Exercise directions: Write out all the entries word for word and omit any pictures.
=== Material ===
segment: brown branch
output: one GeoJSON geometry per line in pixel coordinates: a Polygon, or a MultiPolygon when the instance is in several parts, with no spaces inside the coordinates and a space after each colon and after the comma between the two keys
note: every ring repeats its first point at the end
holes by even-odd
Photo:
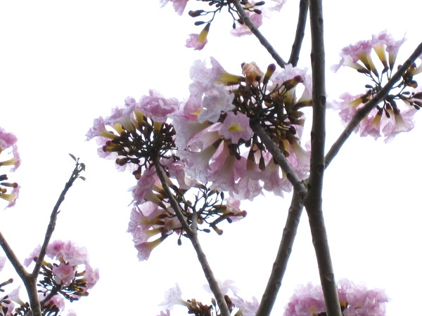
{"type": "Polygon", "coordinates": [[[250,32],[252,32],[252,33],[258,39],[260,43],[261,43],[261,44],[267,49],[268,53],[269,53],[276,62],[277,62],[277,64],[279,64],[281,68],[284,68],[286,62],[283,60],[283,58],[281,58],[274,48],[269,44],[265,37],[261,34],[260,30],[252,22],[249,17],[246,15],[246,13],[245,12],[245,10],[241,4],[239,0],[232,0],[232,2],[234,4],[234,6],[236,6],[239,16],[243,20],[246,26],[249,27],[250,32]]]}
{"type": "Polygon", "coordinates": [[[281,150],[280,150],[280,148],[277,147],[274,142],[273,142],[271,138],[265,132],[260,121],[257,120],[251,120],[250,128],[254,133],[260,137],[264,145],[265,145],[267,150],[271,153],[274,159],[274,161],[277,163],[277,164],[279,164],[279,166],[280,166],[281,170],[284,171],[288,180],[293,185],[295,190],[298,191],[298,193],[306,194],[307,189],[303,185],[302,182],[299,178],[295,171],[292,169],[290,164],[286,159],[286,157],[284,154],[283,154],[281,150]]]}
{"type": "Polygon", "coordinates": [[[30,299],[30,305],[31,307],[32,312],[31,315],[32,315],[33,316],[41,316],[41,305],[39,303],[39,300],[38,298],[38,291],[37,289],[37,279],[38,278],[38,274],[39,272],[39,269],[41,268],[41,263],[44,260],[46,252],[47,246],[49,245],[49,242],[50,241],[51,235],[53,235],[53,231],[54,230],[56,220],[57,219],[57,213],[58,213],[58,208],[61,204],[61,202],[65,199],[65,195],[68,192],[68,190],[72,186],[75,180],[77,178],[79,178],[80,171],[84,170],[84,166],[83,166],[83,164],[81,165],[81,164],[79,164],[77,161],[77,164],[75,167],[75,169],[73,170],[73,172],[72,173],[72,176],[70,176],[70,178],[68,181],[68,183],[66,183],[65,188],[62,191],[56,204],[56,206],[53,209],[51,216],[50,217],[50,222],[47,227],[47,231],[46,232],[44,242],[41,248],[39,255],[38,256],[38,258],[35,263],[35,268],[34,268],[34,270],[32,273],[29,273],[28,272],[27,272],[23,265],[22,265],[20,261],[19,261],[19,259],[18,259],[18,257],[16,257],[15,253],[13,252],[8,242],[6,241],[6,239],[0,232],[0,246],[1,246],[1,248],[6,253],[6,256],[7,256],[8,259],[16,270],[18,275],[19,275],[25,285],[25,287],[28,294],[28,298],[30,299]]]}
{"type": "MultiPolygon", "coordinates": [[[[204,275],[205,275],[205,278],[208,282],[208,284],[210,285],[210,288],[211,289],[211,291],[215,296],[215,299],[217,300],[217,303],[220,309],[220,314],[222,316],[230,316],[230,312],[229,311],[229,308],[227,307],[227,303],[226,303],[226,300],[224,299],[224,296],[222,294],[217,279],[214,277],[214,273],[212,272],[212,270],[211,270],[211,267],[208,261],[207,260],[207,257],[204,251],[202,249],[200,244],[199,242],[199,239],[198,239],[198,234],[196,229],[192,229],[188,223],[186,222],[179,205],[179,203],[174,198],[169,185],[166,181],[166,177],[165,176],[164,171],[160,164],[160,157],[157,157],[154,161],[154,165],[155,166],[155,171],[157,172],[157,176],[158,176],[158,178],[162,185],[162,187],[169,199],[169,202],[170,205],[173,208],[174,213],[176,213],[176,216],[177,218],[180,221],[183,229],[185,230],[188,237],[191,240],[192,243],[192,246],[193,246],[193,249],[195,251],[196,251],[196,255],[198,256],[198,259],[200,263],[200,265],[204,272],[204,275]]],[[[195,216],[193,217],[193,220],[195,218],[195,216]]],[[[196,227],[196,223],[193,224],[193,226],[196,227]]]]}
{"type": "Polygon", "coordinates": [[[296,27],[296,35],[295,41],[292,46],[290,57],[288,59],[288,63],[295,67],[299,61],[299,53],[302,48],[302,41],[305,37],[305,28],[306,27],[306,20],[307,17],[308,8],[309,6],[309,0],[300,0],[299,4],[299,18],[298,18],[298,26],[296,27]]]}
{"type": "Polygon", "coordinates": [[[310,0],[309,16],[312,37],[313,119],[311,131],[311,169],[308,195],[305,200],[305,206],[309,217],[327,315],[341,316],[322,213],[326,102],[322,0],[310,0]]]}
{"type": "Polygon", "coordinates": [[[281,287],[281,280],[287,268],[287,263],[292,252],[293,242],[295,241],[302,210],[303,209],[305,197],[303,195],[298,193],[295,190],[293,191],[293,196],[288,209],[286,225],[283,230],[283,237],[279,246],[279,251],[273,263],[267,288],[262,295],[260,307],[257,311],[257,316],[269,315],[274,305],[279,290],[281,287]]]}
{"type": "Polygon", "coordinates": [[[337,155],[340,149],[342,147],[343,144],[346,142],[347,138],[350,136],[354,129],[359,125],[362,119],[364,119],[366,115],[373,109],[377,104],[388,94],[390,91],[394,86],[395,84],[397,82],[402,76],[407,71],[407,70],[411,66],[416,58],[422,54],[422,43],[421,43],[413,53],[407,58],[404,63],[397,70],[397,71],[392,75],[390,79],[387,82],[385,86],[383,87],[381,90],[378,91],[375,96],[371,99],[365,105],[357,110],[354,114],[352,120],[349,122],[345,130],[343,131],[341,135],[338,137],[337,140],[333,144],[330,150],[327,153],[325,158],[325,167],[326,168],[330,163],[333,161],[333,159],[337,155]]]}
===
Written solution:
segment: brown branch
output: one GeoJSON geometry per line in pixel coordinates: a Polygon, or a MultiPolygon when the instance is in several parts, with no spaces inside the coordinates and a space after each colon and after the comma between the two keys
note: every ring repeats its first point at the end
holes by even-odd
Photo:
{"type": "Polygon", "coordinates": [[[250,32],[252,32],[252,33],[258,39],[260,43],[261,43],[261,44],[267,49],[268,53],[269,53],[276,62],[277,62],[277,64],[279,64],[281,68],[284,68],[286,62],[283,60],[283,58],[281,58],[274,48],[269,44],[265,37],[261,34],[260,30],[252,22],[249,17],[246,15],[246,13],[245,12],[245,10],[241,4],[239,0],[232,0],[232,2],[234,4],[234,6],[236,6],[239,16],[243,20],[246,26],[249,27],[250,32]]]}
{"type": "Polygon", "coordinates": [[[281,150],[280,150],[280,148],[277,147],[274,142],[273,142],[271,138],[265,132],[260,121],[257,120],[251,120],[250,128],[254,133],[260,137],[264,145],[265,145],[267,150],[271,153],[274,159],[274,161],[277,163],[277,164],[279,164],[279,166],[280,166],[281,170],[284,171],[288,180],[293,185],[295,190],[298,191],[298,193],[306,194],[307,189],[303,185],[302,182],[299,178],[295,171],[292,169],[290,164],[286,159],[286,157],[284,154],[283,154],[281,150]]]}
{"type": "Polygon", "coordinates": [[[30,299],[30,305],[31,307],[32,312],[31,315],[32,315],[33,316],[41,316],[41,305],[39,303],[39,300],[38,298],[38,291],[37,289],[37,279],[38,278],[38,274],[39,272],[39,269],[41,268],[41,263],[44,260],[46,252],[47,246],[49,245],[49,242],[50,241],[51,235],[53,235],[53,231],[54,230],[56,220],[57,219],[57,213],[58,213],[58,208],[61,204],[61,202],[65,199],[65,195],[68,192],[68,190],[72,186],[75,180],[77,178],[79,178],[80,171],[84,170],[84,166],[83,166],[83,164],[81,165],[81,164],[79,164],[77,161],[77,164],[75,167],[75,169],[73,170],[73,172],[72,173],[72,176],[70,176],[70,178],[68,181],[68,183],[66,183],[65,188],[62,191],[56,204],[56,206],[53,209],[51,216],[50,217],[50,222],[47,227],[47,231],[46,232],[44,242],[41,248],[39,255],[38,256],[38,258],[35,263],[35,268],[34,268],[34,270],[32,273],[29,273],[28,272],[27,272],[23,265],[22,265],[20,261],[19,261],[19,259],[18,259],[18,257],[16,257],[15,253],[13,252],[8,242],[6,241],[6,239],[0,232],[0,246],[1,246],[1,248],[6,253],[6,256],[7,256],[8,259],[16,270],[18,275],[19,275],[25,285],[25,287],[28,294],[28,298],[30,299]]]}
{"type": "MultiPolygon", "coordinates": [[[[204,275],[205,275],[205,278],[208,282],[208,284],[210,285],[210,288],[211,289],[211,291],[215,296],[215,299],[217,300],[217,303],[220,309],[220,314],[222,316],[230,316],[230,312],[229,311],[229,308],[227,307],[227,303],[226,303],[226,300],[224,299],[224,296],[222,294],[217,279],[214,277],[214,273],[212,272],[212,270],[211,270],[211,267],[208,261],[207,260],[207,257],[204,251],[202,249],[200,244],[199,242],[199,239],[198,239],[198,234],[196,229],[192,229],[188,223],[186,222],[179,205],[179,203],[174,198],[169,185],[166,181],[166,177],[165,176],[164,171],[160,164],[160,157],[157,157],[154,161],[154,165],[155,166],[155,171],[157,172],[157,176],[158,176],[158,178],[162,185],[162,187],[169,199],[169,202],[170,205],[173,208],[174,213],[176,213],[176,216],[177,218],[180,221],[183,229],[185,230],[188,237],[191,240],[192,243],[192,246],[193,246],[193,249],[195,251],[196,251],[196,255],[198,256],[198,259],[200,263],[200,265],[204,272],[204,275]]],[[[195,216],[193,217],[193,220],[195,218],[195,216]]],[[[196,227],[196,223],[193,224],[193,226],[196,227]]]]}
{"type": "Polygon", "coordinates": [[[296,27],[296,35],[295,41],[292,46],[290,57],[288,59],[288,63],[295,67],[299,61],[299,53],[302,48],[302,41],[305,37],[305,28],[306,27],[306,20],[307,17],[308,8],[309,6],[309,0],[300,0],[299,4],[299,18],[298,18],[298,26],[296,27]]]}
{"type": "Polygon", "coordinates": [[[310,0],[309,16],[312,37],[313,119],[311,131],[311,169],[308,195],[305,200],[305,206],[309,217],[327,315],[341,316],[322,213],[326,102],[322,0],[310,0]]]}
{"type": "Polygon", "coordinates": [[[281,287],[281,280],[287,268],[287,263],[292,252],[293,242],[295,241],[302,210],[303,209],[305,197],[303,195],[298,193],[295,190],[293,191],[293,196],[288,209],[286,225],[283,230],[283,237],[279,246],[279,251],[273,263],[267,288],[262,295],[260,307],[257,311],[257,316],[269,315],[274,305],[279,290],[281,287]]]}
{"type": "Polygon", "coordinates": [[[337,155],[340,149],[342,147],[343,144],[346,142],[347,138],[350,136],[354,129],[359,125],[362,119],[364,119],[366,115],[373,109],[377,104],[388,94],[390,91],[394,86],[395,84],[397,82],[402,76],[407,71],[407,70],[411,66],[416,58],[422,54],[422,43],[421,43],[413,53],[407,58],[404,63],[397,70],[397,71],[392,75],[390,79],[387,82],[385,86],[383,87],[381,90],[378,91],[375,96],[371,99],[365,105],[357,110],[354,114],[352,120],[349,122],[345,130],[343,131],[341,135],[338,137],[337,140],[333,144],[330,150],[327,153],[325,158],[325,167],[326,168],[330,163],[333,161],[333,159],[337,155]]]}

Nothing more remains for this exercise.